**EXERCISE:**
Reproduce the material below line for line, without changing any character, bracket, number or line break.

**DATASET ROWS:**
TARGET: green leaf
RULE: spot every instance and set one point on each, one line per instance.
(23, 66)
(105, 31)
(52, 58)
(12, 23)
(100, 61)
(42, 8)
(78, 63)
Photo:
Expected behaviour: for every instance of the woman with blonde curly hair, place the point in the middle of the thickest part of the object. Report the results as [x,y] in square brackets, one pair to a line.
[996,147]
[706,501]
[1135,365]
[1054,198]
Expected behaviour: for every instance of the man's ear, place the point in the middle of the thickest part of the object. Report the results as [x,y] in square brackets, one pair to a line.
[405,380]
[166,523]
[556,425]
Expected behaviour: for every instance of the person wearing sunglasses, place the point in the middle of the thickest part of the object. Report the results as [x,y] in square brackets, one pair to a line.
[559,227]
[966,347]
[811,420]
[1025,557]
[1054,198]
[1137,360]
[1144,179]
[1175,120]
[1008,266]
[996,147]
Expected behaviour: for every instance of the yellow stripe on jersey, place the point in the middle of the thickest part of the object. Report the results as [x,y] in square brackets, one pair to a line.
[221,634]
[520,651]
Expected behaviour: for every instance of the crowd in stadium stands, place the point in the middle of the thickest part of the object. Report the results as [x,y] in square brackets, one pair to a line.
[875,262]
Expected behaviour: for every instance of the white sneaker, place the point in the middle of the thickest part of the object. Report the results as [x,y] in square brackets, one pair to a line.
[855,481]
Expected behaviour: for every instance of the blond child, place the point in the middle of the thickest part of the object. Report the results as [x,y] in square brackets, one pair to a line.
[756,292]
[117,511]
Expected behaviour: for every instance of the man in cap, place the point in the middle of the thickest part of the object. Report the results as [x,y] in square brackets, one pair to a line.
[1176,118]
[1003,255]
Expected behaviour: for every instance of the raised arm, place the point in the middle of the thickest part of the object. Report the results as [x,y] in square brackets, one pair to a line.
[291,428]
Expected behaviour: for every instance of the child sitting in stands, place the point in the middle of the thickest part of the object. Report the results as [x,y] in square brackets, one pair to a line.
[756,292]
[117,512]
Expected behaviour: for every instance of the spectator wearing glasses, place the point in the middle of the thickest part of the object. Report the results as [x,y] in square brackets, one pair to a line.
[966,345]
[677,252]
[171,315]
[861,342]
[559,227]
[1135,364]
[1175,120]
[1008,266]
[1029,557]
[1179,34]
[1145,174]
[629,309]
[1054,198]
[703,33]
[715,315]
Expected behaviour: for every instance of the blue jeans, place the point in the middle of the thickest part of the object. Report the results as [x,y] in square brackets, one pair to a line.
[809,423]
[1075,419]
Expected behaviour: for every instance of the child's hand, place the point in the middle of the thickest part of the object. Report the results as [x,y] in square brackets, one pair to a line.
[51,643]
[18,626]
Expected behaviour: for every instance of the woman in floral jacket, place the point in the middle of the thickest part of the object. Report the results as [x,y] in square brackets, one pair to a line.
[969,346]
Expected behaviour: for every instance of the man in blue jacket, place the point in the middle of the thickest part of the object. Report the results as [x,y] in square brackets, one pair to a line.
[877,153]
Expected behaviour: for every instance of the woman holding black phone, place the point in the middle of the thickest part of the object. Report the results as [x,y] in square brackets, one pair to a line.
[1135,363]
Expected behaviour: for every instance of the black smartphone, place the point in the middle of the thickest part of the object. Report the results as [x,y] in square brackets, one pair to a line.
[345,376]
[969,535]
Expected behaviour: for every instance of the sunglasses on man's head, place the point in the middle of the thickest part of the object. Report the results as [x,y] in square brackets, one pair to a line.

**ANSWER FOR THIS EXERCISE:**
TARGET: green leaf
RULE: spot every instance and set one point on each, one line per instance.
(23, 66)
(105, 31)
(52, 58)
(12, 23)
(100, 61)
(42, 8)
(78, 63)
Photo:
Expected behaviour: for every instance of the woman with blonde curly hair, place the point in the middle of the thickest part of the object. Report the results as [x,y] in square brackets, one pair to a line.
[996,147]
[706,501]
[1135,365]
[1054,198]
Expected behaviour: for every instance of the man's ear, place the point in the middle of the thickest part of the object. Report the results as [x,y] in square brackets, one pair to a line.
[405,380]
[166,523]
[556,425]
Expected behaviour: for every instance of the person wearing sunglasses, place the point in the middle of the thickest part of the object. Report the results as [x,y] in square brackets, one pair to a line.
[559,227]
[966,347]
[811,420]
[1025,557]
[1054,198]
[1137,360]
[1144,179]
[1175,120]
[1008,266]
[996,147]
Expected behaviour: for every instance of the yellow stripe on jersey, place the point in the middle of the thickest part of the object. Report the results as [x,y] in square brackets, one pair to a line.
[221,634]
[520,651]
Expected behaviour: for every instance of the crowd in stadium stands, place the point in the middle of the thickest part of the object. Report the results as [x,y] in square brackets, one pair to a line.
[875,262]
Expected behaviour: for every instance of the white sneaker, place the point in the middle of the thickest part of the object. Report the results as [x,y] in square brackets, one pair to a line.
[855,481]
Expected behaviour: for every instance of the blond child, place the point in the middle of the thickest part of the object. Report the results as [x,y] in square brackets, one pair to a line.
[756,292]
[117,511]
Expected behaviour: for every instance of the man in cap, place the point in the middle of the thickest part of the object. Report the results as [x,y] in square brackets, one pair to a line.
[1176,118]
[1003,255]
Expected behaviour: for every instance of the raised arm, place the point in the middle of the thickest part of the object. Report the results as [x,y] in square brackets, one pair to a line.
[291,428]
Expected behaviour: for every instance of the child sitting in stands, place the point in the middle of the thickest part of the object. Report the results as [x,y] in square brackets, one pair to a line.
[756,292]
[117,512]
Expected behaviour: for every instance of the spectator wearing glasses, place the point in the middle of the thickest part of the object. Report the results as [x,y] in square brackets, one pair to a line.
[966,345]
[677,252]
[171,315]
[861,342]
[559,227]
[1135,364]
[1175,120]
[1008,266]
[1029,557]
[1179,34]
[1145,174]
[629,309]
[1054,198]
[703,33]
[715,315]
Expected behaviour: for every instance of the blue jeans, place the point in the middle of the thickest part of the object. Report the results as [x,y] in square brackets, one pair to a line.
[809,423]
[1075,419]
Expected behaviour: for every instance of the child's hand, place the point in the middle of the thickest part of the object. Report the results as [x,y] in square brackets, one pair to a line.
[51,643]
[18,626]
Expected behaviour: for every instance of the woman in floral jacket, place the point in the middle of the thickest part of the object. Report the results as [x,y] in square brackets, one pair to a line.
[969,346]
Expected behaviour: for every instance of the man in blue jacket, place the point in the middle of the thickest part of the object. Report the results as [x,y] in square brackets, one pair to a line.
[877,153]
Expected behaviour: for every instance of the woman holding black phone, place the point in the middle of the thickest part of the object. Report the results as [x,y] in square brackets, one pair to a line.
[1135,363]
Expected behaviour: for every instance of the black smartphone, place the point in the middle of the thickest part of the object. Report the results as [x,y] in square brackets, one pair to a line.
[345,376]
[969,535]
Expected behaviour: for every instance of the sunglasses on man's head, place the point in the middle of the thickest part of the object. Report the results as [x,y] in square brackets, one pair to a line.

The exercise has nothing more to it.